WHAT THE EXERCISE ASKS: Please count how many lines in the entries below contain the string "Target". Treat uppercase and lowercase as distinct, and reply with only the number.
_ _ _ _ _
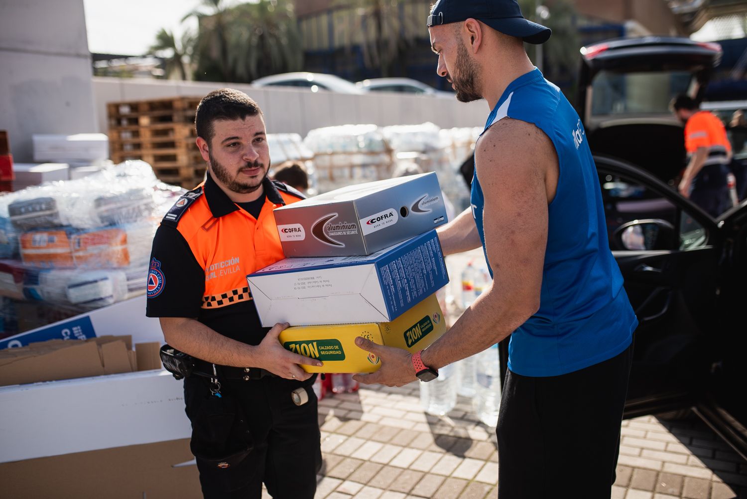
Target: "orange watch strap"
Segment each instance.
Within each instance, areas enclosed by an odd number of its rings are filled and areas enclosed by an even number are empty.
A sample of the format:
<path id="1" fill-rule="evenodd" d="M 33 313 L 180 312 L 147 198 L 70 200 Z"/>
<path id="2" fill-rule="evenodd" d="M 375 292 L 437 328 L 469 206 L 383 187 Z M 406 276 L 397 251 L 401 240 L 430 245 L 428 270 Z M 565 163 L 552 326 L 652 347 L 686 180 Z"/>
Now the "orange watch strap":
<path id="1" fill-rule="evenodd" d="M 412 354 L 412 367 L 415 368 L 415 374 L 428 369 L 421 359 L 421 353 L 423 353 L 423 350 L 418 350 L 417 353 Z"/>

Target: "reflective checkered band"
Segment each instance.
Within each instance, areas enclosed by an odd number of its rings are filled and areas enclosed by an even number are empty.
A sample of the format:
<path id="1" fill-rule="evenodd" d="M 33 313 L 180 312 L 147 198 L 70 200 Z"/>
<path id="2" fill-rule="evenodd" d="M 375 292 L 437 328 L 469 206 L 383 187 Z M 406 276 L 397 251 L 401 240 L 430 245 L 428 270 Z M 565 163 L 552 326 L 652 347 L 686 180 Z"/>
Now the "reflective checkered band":
<path id="1" fill-rule="evenodd" d="M 252 293 L 249 292 L 248 287 L 237 288 L 220 295 L 203 296 L 202 308 L 219 308 L 250 299 L 252 299 Z"/>

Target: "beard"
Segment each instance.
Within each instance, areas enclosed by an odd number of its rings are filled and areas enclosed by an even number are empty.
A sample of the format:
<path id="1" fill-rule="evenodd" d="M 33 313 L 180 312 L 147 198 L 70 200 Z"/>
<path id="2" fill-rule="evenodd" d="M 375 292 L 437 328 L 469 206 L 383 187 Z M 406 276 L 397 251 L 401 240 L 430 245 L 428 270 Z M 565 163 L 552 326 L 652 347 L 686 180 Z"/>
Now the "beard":
<path id="1" fill-rule="evenodd" d="M 470 58 L 464 42 L 456 47 L 456 61 L 454 64 L 454 74 L 451 82 L 456 91 L 456 100 L 462 102 L 471 102 L 483 98 L 477 88 L 477 73 L 480 67 Z"/>
<path id="2" fill-rule="evenodd" d="M 221 183 L 226 186 L 226 189 L 236 194 L 249 194 L 250 192 L 254 192 L 261 186 L 262 183 L 264 182 L 264 179 L 267 177 L 267 172 L 270 171 L 269 165 L 267 168 L 264 168 L 264 165 L 257 160 L 251 163 L 247 163 L 244 166 L 240 168 L 238 171 L 236 172 L 236 175 L 232 178 L 228 168 L 217 162 L 213 156 L 212 151 L 208 151 L 208 154 L 210 158 L 211 172 L 215 175 L 216 178 Z M 258 167 L 261 167 L 264 169 L 264 174 L 262 175 L 262 178 L 252 182 L 240 182 L 237 180 L 242 170 L 256 168 Z"/>

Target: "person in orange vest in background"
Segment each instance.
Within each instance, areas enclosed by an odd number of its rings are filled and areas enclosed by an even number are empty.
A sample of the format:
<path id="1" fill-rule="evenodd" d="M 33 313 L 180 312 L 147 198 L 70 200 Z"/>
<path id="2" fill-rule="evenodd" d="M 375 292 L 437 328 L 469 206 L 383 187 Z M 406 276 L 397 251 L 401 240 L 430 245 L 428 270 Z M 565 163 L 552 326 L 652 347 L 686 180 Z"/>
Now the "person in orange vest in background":
<path id="1" fill-rule="evenodd" d="M 728 175 L 731 145 L 721 120 L 686 95 L 678 95 L 671 108 L 685 125 L 685 149 L 689 161 L 680 181 L 679 191 L 717 217 L 731 206 Z"/>

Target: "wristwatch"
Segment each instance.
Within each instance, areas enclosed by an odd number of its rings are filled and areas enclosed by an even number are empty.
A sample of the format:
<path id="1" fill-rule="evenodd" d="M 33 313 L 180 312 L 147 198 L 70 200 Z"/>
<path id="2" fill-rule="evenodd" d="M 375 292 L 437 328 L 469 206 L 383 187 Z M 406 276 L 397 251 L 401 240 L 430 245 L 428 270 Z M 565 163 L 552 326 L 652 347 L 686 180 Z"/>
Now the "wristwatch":
<path id="1" fill-rule="evenodd" d="M 433 367 L 427 367 L 421 360 L 421 354 L 423 350 L 419 350 L 418 353 L 412 354 L 412 367 L 415 368 L 415 376 L 421 382 L 433 381 L 438 377 L 438 371 Z"/>

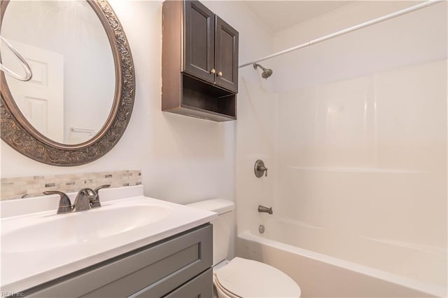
_ _ _ _ _
RESULT OF THE EXERCISE: 5